◆ **To do**:
Using the data below, repeat all of it precisely.

[Items from a dataset]
● ● ● ●
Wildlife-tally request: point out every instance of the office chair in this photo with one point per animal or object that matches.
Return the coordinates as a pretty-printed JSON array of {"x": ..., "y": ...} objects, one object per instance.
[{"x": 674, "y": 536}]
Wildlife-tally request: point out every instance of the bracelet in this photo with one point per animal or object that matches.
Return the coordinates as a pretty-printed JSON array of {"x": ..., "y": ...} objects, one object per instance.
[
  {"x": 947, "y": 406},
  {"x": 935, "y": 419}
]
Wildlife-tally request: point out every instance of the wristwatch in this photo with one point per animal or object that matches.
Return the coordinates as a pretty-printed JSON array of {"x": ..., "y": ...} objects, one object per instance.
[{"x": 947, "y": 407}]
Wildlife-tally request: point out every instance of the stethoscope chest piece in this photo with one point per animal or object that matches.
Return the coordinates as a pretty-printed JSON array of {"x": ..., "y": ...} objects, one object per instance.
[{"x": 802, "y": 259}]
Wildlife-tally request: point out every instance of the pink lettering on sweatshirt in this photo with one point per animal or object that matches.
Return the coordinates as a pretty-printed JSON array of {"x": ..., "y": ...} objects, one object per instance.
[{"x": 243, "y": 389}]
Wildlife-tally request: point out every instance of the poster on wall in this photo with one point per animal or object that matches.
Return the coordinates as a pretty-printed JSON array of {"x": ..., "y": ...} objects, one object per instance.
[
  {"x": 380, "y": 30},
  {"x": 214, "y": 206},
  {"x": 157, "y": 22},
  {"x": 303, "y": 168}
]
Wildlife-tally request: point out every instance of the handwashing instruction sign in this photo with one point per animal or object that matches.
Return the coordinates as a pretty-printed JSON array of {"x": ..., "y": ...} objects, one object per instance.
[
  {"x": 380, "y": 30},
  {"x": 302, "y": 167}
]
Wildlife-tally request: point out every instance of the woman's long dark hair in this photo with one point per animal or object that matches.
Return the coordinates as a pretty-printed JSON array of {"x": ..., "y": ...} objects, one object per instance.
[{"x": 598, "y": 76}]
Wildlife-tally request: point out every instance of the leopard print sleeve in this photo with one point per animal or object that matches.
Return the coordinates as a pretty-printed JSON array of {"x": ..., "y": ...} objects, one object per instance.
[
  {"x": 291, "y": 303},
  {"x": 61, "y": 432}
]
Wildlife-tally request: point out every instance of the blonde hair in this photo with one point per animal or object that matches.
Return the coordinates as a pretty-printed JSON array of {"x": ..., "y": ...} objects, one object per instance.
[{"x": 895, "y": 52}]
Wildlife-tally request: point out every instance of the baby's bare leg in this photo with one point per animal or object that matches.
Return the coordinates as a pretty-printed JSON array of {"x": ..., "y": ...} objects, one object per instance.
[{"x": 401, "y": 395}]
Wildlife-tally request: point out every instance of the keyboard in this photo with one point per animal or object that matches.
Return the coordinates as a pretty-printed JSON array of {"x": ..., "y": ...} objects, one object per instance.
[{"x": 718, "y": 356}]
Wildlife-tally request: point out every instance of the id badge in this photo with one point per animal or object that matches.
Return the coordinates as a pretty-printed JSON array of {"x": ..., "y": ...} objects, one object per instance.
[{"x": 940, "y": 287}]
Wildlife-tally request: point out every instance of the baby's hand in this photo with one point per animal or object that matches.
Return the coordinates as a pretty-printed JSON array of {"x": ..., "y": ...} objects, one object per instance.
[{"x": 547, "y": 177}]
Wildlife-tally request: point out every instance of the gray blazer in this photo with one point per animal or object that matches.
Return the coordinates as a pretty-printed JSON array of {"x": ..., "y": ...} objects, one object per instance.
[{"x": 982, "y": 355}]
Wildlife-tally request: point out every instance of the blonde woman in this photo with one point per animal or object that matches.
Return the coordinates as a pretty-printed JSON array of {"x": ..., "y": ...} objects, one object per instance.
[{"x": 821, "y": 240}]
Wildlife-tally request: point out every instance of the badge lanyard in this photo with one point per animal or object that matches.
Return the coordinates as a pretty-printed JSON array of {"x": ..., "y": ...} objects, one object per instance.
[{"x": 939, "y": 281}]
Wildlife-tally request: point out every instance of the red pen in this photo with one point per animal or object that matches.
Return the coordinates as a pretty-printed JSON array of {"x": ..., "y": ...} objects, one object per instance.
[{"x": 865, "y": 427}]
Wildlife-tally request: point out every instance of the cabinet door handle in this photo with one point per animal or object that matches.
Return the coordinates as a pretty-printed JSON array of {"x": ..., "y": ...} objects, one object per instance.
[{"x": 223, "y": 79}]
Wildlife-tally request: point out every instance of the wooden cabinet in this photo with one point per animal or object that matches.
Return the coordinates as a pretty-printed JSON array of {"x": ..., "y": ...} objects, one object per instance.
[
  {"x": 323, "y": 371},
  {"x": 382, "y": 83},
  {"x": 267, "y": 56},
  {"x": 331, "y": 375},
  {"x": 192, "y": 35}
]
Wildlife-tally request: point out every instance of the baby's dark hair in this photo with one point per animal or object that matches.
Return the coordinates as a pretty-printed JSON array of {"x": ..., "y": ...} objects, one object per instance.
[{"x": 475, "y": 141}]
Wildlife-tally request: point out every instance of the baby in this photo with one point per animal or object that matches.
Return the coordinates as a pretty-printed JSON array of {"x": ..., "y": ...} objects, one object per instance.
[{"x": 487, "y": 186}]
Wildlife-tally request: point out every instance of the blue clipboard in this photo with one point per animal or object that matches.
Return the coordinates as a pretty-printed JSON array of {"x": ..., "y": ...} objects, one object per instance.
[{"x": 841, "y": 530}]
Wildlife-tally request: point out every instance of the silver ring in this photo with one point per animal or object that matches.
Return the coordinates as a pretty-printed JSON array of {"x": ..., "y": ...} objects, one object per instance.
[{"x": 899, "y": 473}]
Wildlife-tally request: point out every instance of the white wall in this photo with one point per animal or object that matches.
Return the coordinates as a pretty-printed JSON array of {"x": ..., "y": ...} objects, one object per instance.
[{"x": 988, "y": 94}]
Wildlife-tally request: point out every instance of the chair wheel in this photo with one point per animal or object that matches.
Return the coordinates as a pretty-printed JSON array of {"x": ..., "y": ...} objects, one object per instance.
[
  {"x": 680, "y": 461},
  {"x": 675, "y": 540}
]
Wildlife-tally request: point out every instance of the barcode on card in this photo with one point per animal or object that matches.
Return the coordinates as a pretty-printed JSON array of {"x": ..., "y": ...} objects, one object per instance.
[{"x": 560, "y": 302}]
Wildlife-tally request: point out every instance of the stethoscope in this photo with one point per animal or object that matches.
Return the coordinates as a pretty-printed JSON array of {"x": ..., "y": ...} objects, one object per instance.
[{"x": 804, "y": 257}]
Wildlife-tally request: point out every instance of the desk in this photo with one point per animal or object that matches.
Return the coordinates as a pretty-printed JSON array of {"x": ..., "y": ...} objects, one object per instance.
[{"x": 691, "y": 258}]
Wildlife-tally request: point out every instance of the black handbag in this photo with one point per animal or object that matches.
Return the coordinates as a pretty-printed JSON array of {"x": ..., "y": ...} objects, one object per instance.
● ● ● ●
◆ **Exercise result**:
Wildlife-tally request: point out every instance of the office chair in this photo with one point per animal or object that matches.
Return the coordinates as a pretty-printed JSON array of {"x": ..., "y": ...} objects, one object per instance.
[{"x": 674, "y": 536}]
Wildlife-tally request: point out every instance of the bracelet in this photo with one point per animal or object that matches.
Return the coordinates as a pretty-printed JSON array of {"x": ..., "y": ...} objects, one object per instance.
[
  {"x": 947, "y": 406},
  {"x": 935, "y": 419}
]
Wildlife-tally request: point out every instance of the wristwatch in this photo with one point per animal or object that matches.
Return the coordinates as a pretty-printed JSON array of {"x": ..., "y": ...} objects, one object per instance.
[{"x": 947, "y": 407}]
Wildlife-tally request: point out every instance of the stethoscope chest piece in this photo with one point per animal or object that matches.
Return the coordinates as a pretty-printed JSON array of {"x": ..., "y": ...} objects, one object per instance.
[{"x": 802, "y": 259}]
Wildlife-tally request: point out every instance of the pink lettering on sweatshirt in this photo with one point per animal or object that matches.
Return the coordinates as a pretty-printed JSON array of {"x": ..., "y": ...} objects, one object per instance.
[{"x": 243, "y": 389}]
Wildlife-tally request: point out every instance of the poster on wall in this photo with one point per animal or object that matches.
Return the coordinates as a pretty-printed JSON array of {"x": ..., "y": ...} objects, one object per instance.
[
  {"x": 380, "y": 30},
  {"x": 214, "y": 206},
  {"x": 157, "y": 22},
  {"x": 303, "y": 168}
]
Wildlife-tally request: point out every instance of the handwashing instruction sign in this photo with one point per animal or object that matches.
Return the coordinates as a pretty-printed JSON array of {"x": ..., "y": ...} objects, one object per instance.
[
  {"x": 380, "y": 30},
  {"x": 302, "y": 167}
]
Wildlife-tally request: point out every instance of the woman's long dark hair in this photo with one point per animal or object that matches.
Return the coordinates as a pretty-printed JSON array of {"x": ..., "y": ...} objects, one object per instance.
[{"x": 598, "y": 76}]
Wildlife-tally request: point out every instance of the leopard print sleeve in this photo with one point per animal or object that matches.
Return the coordinates as a pretty-printed JSON array of {"x": ..., "y": ...} objects, one object per instance.
[
  {"x": 291, "y": 303},
  {"x": 61, "y": 432}
]
Wildlife-tally request: point out every instance of the blonde hair in this photo with one point per animal or object that matches.
Return the coordinates as a pretty-printed JSON array of {"x": ..., "y": ...} objects, one object per instance.
[{"x": 895, "y": 52}]
Wildlife-tally request: point out every instance of the baby's bare leg in this photo with one point per animal or object that matches.
Return the coordinates as a pretty-printed JSON array of {"x": ..., "y": ...} objects, one object per instance.
[{"x": 401, "y": 395}]
Wildlife-tally request: point out every instance of the keyboard in this photo with one point per animal or object that matches.
Return the coordinates as a pretty-printed JSON array of {"x": ..., "y": ...} objects, one object per instance.
[{"x": 718, "y": 356}]
Wildlife-tally request: point out every instance of the id badge in this photo with one point per animal or object that matches.
Return the coordinates as a pretty-printed JSON array of {"x": ..., "y": ...} objects, one object per instance.
[{"x": 940, "y": 287}]
Wildlife-tally request: point out every instance of the baby's hand in this photo with one point per animal or object that matches.
Return the coordinates as a pretty-printed JSON array of {"x": ..., "y": ...} objects, one object per instance.
[{"x": 547, "y": 177}]
Wildlife-tally request: point out every instance of the gray blazer in this photo with one point per animal or object that matches.
Return the coordinates as a pretty-printed JSON array of {"x": ..., "y": ...} objects, one object per instance.
[{"x": 982, "y": 355}]
Wildlife-tally request: point out every instance of the blonde woman in this photo with one point per animal or object that matches.
Return the coordinates as a pretty-printed JSON array of {"x": ..., "y": ...} objects, one object per instance.
[{"x": 821, "y": 240}]
Wildlife-tally request: point out every instance of the badge lanyard in this photo with one point per animal or object that matches.
Return the coordinates as a pretty-printed JSON array of {"x": ..., "y": ...} objects, one object per instance.
[{"x": 939, "y": 281}]
Wildlife-tally request: point out every instance of the red pen in this photo with one point per animal or object that matches.
Return the coordinates as a pretty-printed JSON array of {"x": ..., "y": ...} objects, one object per instance.
[{"x": 865, "y": 427}]
Wildlife-tally request: point out every instance of the cabinet door handle in this photo with one point per animal or object that matches.
Return the coordinates as a pretty-printed JSON array of {"x": ..., "y": ...} objects, one object per instance.
[{"x": 223, "y": 79}]
Wildlife-tally request: point out every instance of the wooden cabinet in this photo with one point per animal or object that matches.
Return the coordinates as a pretty-printed JSON array of {"x": ..., "y": ...} objects, one object per instance.
[
  {"x": 323, "y": 371},
  {"x": 382, "y": 83},
  {"x": 267, "y": 56},
  {"x": 331, "y": 375},
  {"x": 192, "y": 35}
]
Wildlife-tally request: point out every instance of the baby's dark hair in this photo with one point per animal or object that matches.
Return the coordinates as a pretty-printed JSON array of {"x": ..., "y": ...} objects, one object per instance.
[{"x": 475, "y": 141}]
Wildlife-tally request: point out every instance of the baby in this photo with one point per animal or object that matches.
Return the coordinates as a pretty-printed JSON array of {"x": ..., "y": ...} objects, one object per instance.
[{"x": 487, "y": 186}]
Wildlife-tally request: point out every instance of the blue clipboard in this photo with one point per animal or object that matches.
Return the coordinates as a pretty-printed JSON array of {"x": ..., "y": ...} objects, one object per instance.
[{"x": 841, "y": 530}]
Wildlife-tally request: point out every instance of the silver ring in this photo with one point per animal or object that matches.
Return the coordinates as a pretty-printed JSON array of {"x": ..., "y": ...} objects, one object per instance.
[{"x": 899, "y": 473}]
Wildlife-tally request: point out every instance of the white wall in this photo with one point per animal or object that matches.
Return the coordinates as a pretty-printed JSON array of {"x": ..., "y": ...} objects, one object per instance.
[{"x": 988, "y": 94}]
Wildlife-tally request: point out every instance of the chair wheel in this photo with one point per animal or object that matches.
Return the coordinates as a pretty-printed JSON array of {"x": ..., "y": ...} objects, one object per instance.
[
  {"x": 680, "y": 461},
  {"x": 675, "y": 540}
]
Wildlife-tally request: point out every instance of the barcode on card in this photo with one point per animal or object that matches.
Return the coordinates as a pretty-printed JSON array of {"x": ..., "y": ...} objects, one object per instance.
[{"x": 560, "y": 302}]
Wildlife-tally request: point out every instance of the stethoscope in this photo with one point per animal or object that matches.
Return the coordinates as a pretty-printed JSON array of {"x": ..., "y": ...} objects, one object per instance.
[{"x": 804, "y": 257}]
Wildlife-tally request: point out every instance of the desk in this photo with one point per animal or object that matches.
Return the coordinates as a pretty-printed JSON array of {"x": ..., "y": ...} objects, one object per instance.
[{"x": 691, "y": 258}]
Wildlife-tally request: point out every instance of the black handbag in this photo with one point per animal or object that matches.
Return the coordinates as a pretty-printed JSON array of {"x": ..., "y": ...} objects, one object per instance.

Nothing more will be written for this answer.